TASK DIRECTIONS
From the text on entrepreneurship and economic growth, extract the passage from "Measurements and operationalising" to "et al. 2015:20)", copying it word for word.
** START OF EXTRACT **
The other frequently aired suggestion revolves around promoting innovation. According to this line of research, promoting innovation creates a comfortable platform for the generation of opportunity entrepreneurs who will make a meaningful contribution to economic growth (Aubry et al. 2015). In support of this claim, some suggest rechanneling entrepreneurship support programmes from necessity entrepreneurs to high-growth potential firms (Shane 2009) and encouraging policymakers to give due care to activities that help improve the quality of entrepreneurship and the emergence of ventures with strong growth prospects (Bruton et al. 2015; Koster & Rai 2008).

In addition to the roles that governments could play, extant research also stresses the part played by existing entrepreneurial firms. The latter must be an integral part of the transformation endeavour and they must assume a leadership role (Aubry et al. 2015). It is suggested that private firms must be prepared to develop the capabilities that would allow them to differentiate their offerings and focus on strategic leadership that could help them build the competencies and resources necessary to compete and respond to the changes that the transformation brings (González-Corzo 2015).

Generally, researchers call for well thought out and controlled government interventions in order to create a conducive entrepreneurial ecosystem (Fuerlinger, Fandl & Funke 2015) accompanied by a reallocation of capital and promotion of innovation (Bradley et al. 2012), careful management of money supply and interest rates (Galindo & Méndez 2014) and revisiting of regulatory requirements (Gupta et al. 2014) as well as readjusting economic structure from one that places emphasis on efficiency and scope to one that appreciates effectiveness (Baptista & Thurik 2007).

Measurements and operationalising key terms
Entrepreneurial activities

We have adopted the GEM definition. Global Entrepreneurship Monitor defines entrepreneurial activities as:

… an output of the interactions of an individual’s perception of an opportunity and capacity (motivation and skills) to act upon this and the distinct condition of the respective environment in which the individual is located. (Singer et al. 2015:20)

From the above definition, we can identify three major building blocks. The first one is the perception of opportunity, the second one is (having) the capacity and the last one is the environment in which the entrepreneur operates. Seamless integration of the three aspects of entrepreneurial activities could help develop an entrepreneurial atmosphere that is able to contribute effectively to the advancement of economies. As Morrison, Breen and Ali (2003) have argued, creating a growing small business requires a balanced alignment of the entrepreneur’s intention, the abilities of the business and an opportunity environment.

Economic growth

In the same manner, GEM describes economic growth:

… as the result of individuals’ (wherever they are located and regardless of whether they are self-employed or the size of the businesses) personal ability to identify and seize opportunities and that this process is taking place in the interaction with the environment. (Singer et al. 2015:18)

This basic assumption implies that any entrepreneurial activity occurring in the environment could exert a significant effect on the growth prospect of economies. Consistent with this claim, various research findings have confirmed the relationship between entrepreneurial activities and economic growth and development. Aubry, Bonnet and Renou-Maissant (2015) have noted that changes in GDP are the indicators of new start-ups.
** END OF EXTRACT **
** START OF INFORMATION SUPPLIED **
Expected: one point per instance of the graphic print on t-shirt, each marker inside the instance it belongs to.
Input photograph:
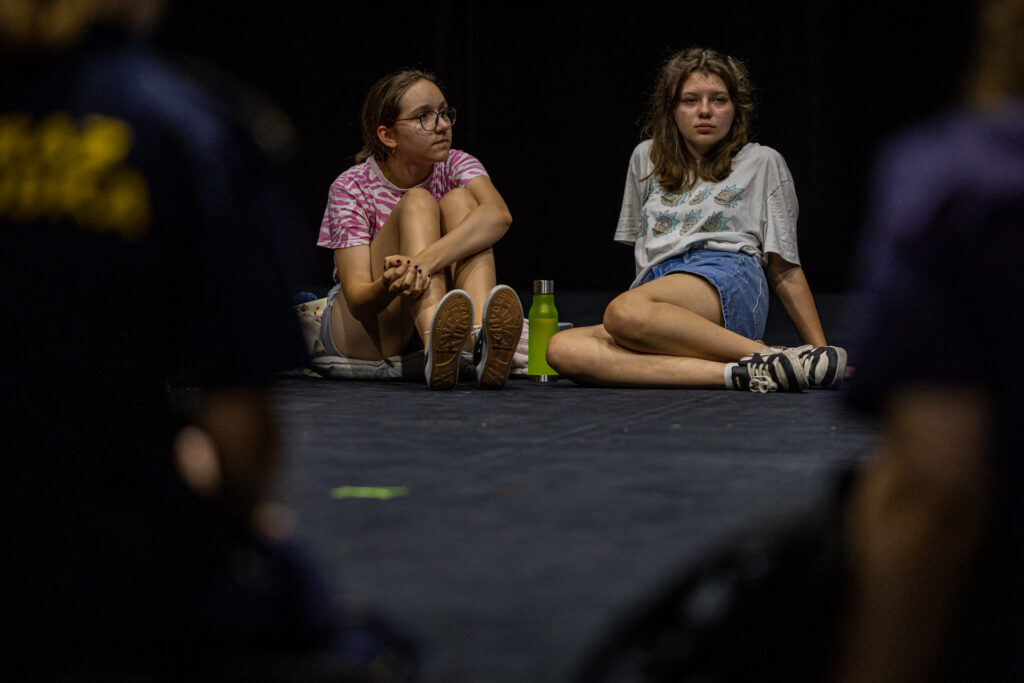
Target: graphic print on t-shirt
(694, 220)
** END OF INFORMATION SUPPLIED **
TASK SOLUTION
Measurements and operationalising key terms
Entrepreneurial activities

We have adopted the GEM definition. Global Entrepreneurship Monitor defines entrepreneurial activities as:

… an output of the interactions of an individual’s perception of an opportunity and capacity (motivation and skills) to act upon this and the distinct condition of the respective environment in which the individual is located. (Singer et al. 2015:20)